Directions for this task: Each entry below is to be printed verbatim.

Data supplied:
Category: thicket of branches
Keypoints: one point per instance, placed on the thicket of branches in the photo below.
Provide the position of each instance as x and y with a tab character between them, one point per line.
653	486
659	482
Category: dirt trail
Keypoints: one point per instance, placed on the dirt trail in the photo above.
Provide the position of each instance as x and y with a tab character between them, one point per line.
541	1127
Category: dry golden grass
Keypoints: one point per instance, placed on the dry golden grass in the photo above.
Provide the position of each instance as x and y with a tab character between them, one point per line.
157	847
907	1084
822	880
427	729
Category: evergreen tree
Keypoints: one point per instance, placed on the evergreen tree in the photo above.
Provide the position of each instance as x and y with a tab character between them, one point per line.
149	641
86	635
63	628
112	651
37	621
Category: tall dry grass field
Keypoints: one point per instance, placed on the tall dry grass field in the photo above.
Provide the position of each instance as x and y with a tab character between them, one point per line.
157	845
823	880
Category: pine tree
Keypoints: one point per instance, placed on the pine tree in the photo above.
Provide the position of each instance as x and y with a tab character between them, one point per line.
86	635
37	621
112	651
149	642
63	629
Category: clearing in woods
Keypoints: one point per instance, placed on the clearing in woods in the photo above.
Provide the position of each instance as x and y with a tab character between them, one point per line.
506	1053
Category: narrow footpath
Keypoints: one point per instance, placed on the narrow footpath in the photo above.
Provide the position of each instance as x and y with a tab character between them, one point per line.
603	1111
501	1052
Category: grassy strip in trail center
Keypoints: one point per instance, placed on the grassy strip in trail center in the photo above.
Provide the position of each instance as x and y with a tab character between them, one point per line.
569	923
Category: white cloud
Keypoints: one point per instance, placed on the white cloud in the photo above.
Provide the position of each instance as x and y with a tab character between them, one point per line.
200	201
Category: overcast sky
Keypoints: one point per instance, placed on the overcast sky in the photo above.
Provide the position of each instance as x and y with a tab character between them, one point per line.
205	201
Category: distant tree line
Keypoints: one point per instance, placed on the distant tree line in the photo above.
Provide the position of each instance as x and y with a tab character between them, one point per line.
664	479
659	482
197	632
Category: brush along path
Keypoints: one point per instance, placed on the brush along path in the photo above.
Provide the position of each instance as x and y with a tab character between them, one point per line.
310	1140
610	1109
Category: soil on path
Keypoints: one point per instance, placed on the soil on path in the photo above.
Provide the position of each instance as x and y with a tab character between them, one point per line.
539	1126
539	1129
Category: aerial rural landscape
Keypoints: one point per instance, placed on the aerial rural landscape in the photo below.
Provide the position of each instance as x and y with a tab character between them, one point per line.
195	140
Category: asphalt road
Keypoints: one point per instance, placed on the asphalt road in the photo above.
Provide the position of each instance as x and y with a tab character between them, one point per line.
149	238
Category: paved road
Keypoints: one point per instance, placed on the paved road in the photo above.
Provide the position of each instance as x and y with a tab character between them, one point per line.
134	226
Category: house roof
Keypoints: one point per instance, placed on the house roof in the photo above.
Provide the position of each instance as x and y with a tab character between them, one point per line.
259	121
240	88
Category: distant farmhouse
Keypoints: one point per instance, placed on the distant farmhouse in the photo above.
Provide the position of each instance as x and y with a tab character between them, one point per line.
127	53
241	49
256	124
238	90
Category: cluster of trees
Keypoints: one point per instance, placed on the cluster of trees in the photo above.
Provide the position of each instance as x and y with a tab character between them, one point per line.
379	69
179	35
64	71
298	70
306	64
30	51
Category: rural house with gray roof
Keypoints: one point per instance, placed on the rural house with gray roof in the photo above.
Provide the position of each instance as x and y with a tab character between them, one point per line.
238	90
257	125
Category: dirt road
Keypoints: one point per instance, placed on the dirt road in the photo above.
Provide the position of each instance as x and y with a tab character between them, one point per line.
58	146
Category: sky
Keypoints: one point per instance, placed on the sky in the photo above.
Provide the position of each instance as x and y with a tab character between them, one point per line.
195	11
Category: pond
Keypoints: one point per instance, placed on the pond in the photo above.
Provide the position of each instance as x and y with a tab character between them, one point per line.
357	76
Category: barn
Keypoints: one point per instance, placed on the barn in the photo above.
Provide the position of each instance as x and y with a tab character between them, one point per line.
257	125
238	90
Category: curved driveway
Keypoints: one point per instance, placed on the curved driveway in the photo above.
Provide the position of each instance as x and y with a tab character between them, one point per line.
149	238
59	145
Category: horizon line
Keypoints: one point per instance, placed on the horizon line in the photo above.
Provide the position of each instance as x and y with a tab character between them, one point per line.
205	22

Final result:
Category: thicket of branches
Keypoints: one point per instance, placed on the thicket of branches in the photo below.
Provide the position of each instance as x and y with a tab character between them, one point per line.
653	486
659	482
Category: dirt trail
Keypoints: one point per instance, placed on the dirt trail in the photo above.
Provide the position of each instance as x and y with a tab character between them, one point per line.
541	1127
Category: dry golden grass
Keypoints: one point per instance, placed on the dry golden grass in the photo above.
Provide the position of each instance as x and y with a tab character between them, one point per line.
157	847
907	1084
822	880
427	729
Category: evergreen tree
Keypoints: one point per instance, placed on the evergreen tree in the photo above.
Provide the position of each instance as x and y with a tab character between them, one point per line.
149	641
86	635
63	628
112	651
37	621
Category: tall dry grass field
Keypoints: one point per instance, placed on the tall dry grass field in the photo above.
Provide the position of each instance as x and y with a tab character between them, one point per line.
157	845
823	880
Category: pine tree
Keypoints: one point per instance, placed on the pine tree in the photo above.
Provide the position of each instance as x and y with a tab character between them, one point per line.
86	635
37	621
112	651
149	642
63	629
Category: clearing in woods
Keypoints: one point per instance, placed on the clearing in woods in the photo above.
Provide the position of each instance as x and y with a tab character between them, one point per line.
506	1053
Category: narrow footpath
Keypoints: one point per instance, placed on the narrow footpath in the photo above.
Provide the position of each instance as x and y with a tab character between them, one point per line.
603	1111
501	1052
Category: grassy strip in trail center
Keypoints: one point per instance, placed on the grassy strip in trail center in the photo above.
Provide the position of each instance as x and y with a tab character between them, one point per line.
569	923
Category: white cloud
Keypoints: one point per instance, placed on the white cloud in the photo above.
Provide the position of each instance as x and y with a tab character between them, one point per line.
200	201
Category: overcast sky
Keypoints: one point per instance, placed on the overcast sky in the photo above.
Provide the position of each instance as x and y with a tab character between them, one point per line.
205	201
Category: distant tree line
Keypoints: one point per instance, placed on the distant tree line in the photo above.
Provide the position of each instance as x and y with a tab character between them, one point per line.
664	479
659	482
197	632
Category: brush along path
Keypoints: one point per instance, placed on the brush along path in the photo above.
Provide the position of each instance as x and y with a tab character between them, one point per line.
310	1140
610	1109
Category: soil on path
Keypoints: one point per instance, placed on the soil on path in the photo above.
Provide the position of each instance as x and y with a tab character between them, one point per line.
539	1126
539	1129
Category: aerial rural landscape
Keypoints: one point per instance, placed on the aerial rural landscape in the photo below.
Provide the position of each instance as x and y with a tab character between them, one point per line.
195	140
Category: asphalt road
Keypoints: one point per instance, placed on the asphalt road in the photo above.
Provide the position of each instance as x and y with a tab character between them, one point per line.
149	238
Category: paved road
Keypoints: one point per instance, placed on the paved road in the photo above.
Provide the position of each instance as x and y with a tab character between them, one point per line.
134	226
Category: house roof
Keypoints: one point per instance, placed on the house roof in the photo above.
Provide the position of each instance as x and y with a tab character between them, one point per line.
259	121
240	88
Category: distant farmhouse
Keypoints: one point per instance, placed on the distant farmhouse in the photo above.
Provide the position of each instance as x and y with a tab character between them, one point per line.
127	53
241	49
256	124
238	90
Category: cluster of trees
Keypoints: one point per instance, placed on the cluster of trees in the photo above.
Provide the position of each instance as x and y with a tab character between them, one point per line.
379	69
179	35
64	71
298	70
306	64
30	51
Category: rural house with gray roof
Keypoints: one point per instance, placed on the rural house with gray roof in the photo above.
Provide the position of each instance as x and y with a tab character between them, one point per line.
238	90
257	125
Category: dirt road
Keypoints: one point per instance, placed on the dirt road in the photo above.
Provide the position of each instance as x and y with a tab character between them, one point per line.
58	146
Category: sky
Keypoints: one point per instance, placed on the sky in the photo above.
Provide the position of each instance as x and y with a tab character between them, one point per line.
195	11
Category: pond
Keypoints: one point per instance, placed on the pond in the photo above.
Provide the position of each instance as x and y with a tab character between them, one point per line.
357	76
Category: barn
Keypoints: one point per instance, placed on the barn in the photo above.
Provide the position of each instance as x and y with a tab character between them, one point per line.
257	125
238	90
Category: curved driveway
Keypoints: one point per instance, placed on the curved driveway in the photo above.
Provide the position of each instance as x and y with a tab character between them, one point per line.
149	238
59	145
Category: horizon line
Keypoints: one point per instance, placed on the horizon line in the photo above.
Provide the position of each instance as x and y with a tab character between them, one point per line.
205	22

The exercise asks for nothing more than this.